> THE DATA
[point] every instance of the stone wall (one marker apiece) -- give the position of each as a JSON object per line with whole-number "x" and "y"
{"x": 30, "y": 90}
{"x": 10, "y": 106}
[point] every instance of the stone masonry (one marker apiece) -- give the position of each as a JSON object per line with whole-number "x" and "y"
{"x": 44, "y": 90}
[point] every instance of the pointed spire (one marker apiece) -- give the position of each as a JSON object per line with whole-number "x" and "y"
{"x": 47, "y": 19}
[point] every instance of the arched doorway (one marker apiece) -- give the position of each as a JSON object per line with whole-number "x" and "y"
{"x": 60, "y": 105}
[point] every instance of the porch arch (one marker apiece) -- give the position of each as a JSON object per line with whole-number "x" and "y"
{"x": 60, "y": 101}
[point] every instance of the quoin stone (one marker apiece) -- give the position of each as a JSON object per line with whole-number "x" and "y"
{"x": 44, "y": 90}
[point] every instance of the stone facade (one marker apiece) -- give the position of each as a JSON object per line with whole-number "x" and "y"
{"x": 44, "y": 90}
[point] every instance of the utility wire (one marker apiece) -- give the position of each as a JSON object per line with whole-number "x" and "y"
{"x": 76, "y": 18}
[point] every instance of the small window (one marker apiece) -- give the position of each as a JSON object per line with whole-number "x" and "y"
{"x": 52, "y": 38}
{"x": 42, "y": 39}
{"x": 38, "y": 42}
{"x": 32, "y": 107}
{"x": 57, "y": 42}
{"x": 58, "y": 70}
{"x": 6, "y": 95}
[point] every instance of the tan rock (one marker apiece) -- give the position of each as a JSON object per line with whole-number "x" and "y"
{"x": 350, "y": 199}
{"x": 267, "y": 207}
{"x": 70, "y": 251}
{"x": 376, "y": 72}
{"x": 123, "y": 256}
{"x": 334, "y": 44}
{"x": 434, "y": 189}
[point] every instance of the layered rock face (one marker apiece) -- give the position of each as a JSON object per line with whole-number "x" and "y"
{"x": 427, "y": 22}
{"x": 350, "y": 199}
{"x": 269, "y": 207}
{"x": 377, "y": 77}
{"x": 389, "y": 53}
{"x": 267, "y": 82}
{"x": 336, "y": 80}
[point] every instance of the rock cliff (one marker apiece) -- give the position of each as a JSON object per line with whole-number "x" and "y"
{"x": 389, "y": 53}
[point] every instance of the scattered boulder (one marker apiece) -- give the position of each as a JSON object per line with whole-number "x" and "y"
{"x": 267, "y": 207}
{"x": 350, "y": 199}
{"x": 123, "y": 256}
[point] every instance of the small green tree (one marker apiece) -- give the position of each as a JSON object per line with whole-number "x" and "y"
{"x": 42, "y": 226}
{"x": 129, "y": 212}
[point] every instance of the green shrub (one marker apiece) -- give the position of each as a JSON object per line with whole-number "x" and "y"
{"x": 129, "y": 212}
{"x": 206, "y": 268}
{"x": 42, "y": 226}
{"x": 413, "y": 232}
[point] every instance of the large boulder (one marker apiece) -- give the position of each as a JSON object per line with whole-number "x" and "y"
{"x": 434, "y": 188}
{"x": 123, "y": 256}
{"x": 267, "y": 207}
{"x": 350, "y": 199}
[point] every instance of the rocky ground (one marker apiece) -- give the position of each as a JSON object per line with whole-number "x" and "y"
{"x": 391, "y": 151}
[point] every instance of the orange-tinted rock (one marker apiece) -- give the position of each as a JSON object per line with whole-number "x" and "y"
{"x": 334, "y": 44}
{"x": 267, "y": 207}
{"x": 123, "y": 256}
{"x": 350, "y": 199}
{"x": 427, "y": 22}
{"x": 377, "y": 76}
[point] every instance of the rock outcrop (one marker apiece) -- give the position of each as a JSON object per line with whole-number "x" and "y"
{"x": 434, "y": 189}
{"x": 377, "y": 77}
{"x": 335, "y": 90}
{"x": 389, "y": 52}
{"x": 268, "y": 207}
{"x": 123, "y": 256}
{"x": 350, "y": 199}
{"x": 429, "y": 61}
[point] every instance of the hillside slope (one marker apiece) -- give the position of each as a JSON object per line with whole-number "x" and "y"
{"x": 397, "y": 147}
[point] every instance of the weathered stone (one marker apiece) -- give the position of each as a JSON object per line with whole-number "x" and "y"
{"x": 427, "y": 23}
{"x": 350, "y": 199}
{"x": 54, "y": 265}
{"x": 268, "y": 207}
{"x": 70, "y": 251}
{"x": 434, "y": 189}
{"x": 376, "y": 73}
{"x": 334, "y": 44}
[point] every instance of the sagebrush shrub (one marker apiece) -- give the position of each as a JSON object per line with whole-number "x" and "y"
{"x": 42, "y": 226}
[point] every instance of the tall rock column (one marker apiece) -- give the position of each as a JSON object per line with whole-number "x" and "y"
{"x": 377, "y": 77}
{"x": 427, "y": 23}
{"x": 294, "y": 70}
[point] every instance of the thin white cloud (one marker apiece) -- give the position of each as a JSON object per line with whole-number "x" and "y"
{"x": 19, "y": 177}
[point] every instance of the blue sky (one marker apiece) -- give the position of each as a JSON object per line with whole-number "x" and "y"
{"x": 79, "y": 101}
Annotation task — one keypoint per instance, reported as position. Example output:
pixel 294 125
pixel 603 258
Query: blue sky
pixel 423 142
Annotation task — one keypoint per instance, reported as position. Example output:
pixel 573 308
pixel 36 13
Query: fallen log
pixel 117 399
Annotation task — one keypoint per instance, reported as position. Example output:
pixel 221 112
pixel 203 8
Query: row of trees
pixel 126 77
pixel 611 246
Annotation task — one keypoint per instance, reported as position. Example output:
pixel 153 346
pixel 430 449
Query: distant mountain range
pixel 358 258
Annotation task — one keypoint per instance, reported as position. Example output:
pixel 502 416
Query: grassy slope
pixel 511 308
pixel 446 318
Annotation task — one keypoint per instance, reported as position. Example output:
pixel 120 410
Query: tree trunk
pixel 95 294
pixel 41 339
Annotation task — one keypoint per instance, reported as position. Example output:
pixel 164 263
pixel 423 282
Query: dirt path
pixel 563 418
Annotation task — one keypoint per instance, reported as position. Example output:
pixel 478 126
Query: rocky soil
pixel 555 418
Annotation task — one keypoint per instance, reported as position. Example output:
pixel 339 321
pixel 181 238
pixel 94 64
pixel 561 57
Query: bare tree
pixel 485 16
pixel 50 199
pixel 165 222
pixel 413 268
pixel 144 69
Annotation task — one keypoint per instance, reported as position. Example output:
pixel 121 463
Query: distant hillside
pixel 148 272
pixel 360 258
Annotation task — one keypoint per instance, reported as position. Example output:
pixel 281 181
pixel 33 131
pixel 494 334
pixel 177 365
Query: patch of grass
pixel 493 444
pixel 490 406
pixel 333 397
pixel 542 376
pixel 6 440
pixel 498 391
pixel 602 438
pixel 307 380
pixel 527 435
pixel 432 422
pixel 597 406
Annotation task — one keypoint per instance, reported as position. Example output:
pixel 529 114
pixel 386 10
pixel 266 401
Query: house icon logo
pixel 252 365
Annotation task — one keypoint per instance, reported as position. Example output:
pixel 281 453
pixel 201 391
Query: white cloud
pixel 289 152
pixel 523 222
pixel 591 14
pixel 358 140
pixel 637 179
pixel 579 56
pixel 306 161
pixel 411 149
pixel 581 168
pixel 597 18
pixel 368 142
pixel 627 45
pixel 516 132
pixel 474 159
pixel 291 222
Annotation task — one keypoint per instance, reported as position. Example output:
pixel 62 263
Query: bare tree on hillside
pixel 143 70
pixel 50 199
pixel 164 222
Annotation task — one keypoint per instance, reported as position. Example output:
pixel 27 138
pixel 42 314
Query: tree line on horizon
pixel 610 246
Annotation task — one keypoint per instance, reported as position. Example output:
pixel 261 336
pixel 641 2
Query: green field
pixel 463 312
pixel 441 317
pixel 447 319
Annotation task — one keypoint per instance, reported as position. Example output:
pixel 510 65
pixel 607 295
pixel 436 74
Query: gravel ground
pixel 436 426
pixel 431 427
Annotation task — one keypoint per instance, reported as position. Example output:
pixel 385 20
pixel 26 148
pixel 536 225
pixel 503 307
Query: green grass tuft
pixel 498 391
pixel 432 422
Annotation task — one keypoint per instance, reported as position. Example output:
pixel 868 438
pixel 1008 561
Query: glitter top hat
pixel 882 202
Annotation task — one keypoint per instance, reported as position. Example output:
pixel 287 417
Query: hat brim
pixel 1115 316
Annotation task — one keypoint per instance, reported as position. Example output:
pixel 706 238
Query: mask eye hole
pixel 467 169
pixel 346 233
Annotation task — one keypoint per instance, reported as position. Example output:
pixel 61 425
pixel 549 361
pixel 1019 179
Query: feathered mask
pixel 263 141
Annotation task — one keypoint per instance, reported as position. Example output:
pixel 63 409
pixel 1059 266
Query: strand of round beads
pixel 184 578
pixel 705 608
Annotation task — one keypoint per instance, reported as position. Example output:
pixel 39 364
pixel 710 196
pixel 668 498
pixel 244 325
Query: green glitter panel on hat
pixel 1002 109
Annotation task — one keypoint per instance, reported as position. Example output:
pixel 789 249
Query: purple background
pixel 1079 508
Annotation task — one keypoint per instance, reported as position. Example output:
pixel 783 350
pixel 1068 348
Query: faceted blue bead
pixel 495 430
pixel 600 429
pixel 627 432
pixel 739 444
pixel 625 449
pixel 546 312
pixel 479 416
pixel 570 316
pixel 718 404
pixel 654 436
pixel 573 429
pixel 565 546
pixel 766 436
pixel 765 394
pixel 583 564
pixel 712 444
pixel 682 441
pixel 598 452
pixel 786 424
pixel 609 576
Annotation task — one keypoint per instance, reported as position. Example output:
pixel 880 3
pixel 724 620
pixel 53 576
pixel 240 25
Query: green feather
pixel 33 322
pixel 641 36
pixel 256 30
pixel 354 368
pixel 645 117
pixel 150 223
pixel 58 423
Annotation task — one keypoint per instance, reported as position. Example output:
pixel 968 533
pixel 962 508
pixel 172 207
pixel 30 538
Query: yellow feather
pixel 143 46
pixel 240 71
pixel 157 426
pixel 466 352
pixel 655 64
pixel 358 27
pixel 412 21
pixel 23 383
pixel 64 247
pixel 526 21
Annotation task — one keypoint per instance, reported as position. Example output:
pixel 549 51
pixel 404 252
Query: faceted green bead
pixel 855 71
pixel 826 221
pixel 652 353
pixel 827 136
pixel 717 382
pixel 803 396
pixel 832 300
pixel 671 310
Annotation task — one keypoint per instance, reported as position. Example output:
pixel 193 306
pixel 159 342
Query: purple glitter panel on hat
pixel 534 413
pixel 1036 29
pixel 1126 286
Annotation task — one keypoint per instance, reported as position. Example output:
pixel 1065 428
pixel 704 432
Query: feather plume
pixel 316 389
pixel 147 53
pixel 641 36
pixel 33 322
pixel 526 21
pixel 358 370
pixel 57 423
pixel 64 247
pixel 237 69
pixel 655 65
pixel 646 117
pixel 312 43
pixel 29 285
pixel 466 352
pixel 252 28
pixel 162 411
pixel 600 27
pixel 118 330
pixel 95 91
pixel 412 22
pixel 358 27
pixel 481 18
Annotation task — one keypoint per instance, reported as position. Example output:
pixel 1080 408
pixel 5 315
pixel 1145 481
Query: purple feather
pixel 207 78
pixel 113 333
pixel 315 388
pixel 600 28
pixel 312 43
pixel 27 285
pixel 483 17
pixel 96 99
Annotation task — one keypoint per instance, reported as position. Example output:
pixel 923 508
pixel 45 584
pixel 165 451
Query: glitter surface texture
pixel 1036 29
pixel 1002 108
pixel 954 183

> EXERCISE DIRECTIONS
Copy exactly the stretch of data above from the line with "pixel 430 449" through the line with "pixel 561 57", and omit all other lines.

> RESULT
pixel 430 449
Query: distant mountain range
pixel 358 258
Annotation task — one keypoint per instance, reported as position. Example output:
pixel 502 416
Query: grassy slope
pixel 511 308
pixel 446 318
Annotation task — one keypoint per instance, reported as position. Example output:
pixel 120 410
Query: tree trunk
pixel 95 294
pixel 41 339
Annotation task — one keypoint per instance, reported as position. Example output:
pixel 164 263
pixel 423 282
Query: dirt path
pixel 563 418
Annotation task — one keypoint per instance, reported as position. Example output:
pixel 478 126
Query: rocky soil
pixel 555 418
Annotation task — one keypoint per instance, reported as position. Example output:
pixel 339 321
pixel 181 238
pixel 94 64
pixel 561 57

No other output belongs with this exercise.